● **Data extracts**:
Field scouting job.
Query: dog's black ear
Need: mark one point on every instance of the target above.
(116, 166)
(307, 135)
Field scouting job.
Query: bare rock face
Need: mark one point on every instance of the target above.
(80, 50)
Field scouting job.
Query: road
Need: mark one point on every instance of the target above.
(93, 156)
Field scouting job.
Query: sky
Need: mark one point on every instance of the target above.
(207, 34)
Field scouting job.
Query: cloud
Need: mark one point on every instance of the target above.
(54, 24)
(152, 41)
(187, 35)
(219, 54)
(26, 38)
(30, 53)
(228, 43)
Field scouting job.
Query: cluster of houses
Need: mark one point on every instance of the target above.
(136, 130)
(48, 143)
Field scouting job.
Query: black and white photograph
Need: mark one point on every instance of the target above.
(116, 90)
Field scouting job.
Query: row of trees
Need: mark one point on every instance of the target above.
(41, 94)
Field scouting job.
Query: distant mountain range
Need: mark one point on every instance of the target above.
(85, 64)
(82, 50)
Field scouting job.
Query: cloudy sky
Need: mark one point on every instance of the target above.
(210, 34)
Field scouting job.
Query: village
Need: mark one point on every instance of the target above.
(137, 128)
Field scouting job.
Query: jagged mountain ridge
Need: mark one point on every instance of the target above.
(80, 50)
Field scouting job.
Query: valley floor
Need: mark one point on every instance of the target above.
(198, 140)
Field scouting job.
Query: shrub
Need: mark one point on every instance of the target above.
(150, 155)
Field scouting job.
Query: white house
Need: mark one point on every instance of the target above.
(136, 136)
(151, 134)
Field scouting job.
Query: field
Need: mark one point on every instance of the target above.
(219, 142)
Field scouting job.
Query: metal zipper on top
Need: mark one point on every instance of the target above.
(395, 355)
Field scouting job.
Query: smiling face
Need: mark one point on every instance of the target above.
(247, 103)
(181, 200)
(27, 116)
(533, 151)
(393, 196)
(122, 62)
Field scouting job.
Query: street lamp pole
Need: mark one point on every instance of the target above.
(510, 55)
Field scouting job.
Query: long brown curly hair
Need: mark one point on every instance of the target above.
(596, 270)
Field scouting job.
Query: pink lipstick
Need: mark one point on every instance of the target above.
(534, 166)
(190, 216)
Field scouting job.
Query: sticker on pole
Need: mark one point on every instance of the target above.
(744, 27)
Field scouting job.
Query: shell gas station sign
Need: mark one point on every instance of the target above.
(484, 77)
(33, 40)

● **Try it**: Out of the records, collect only those lines that contain the string "pole".

● **Response box**:
Query: street lamp pole
Query: sticker on pole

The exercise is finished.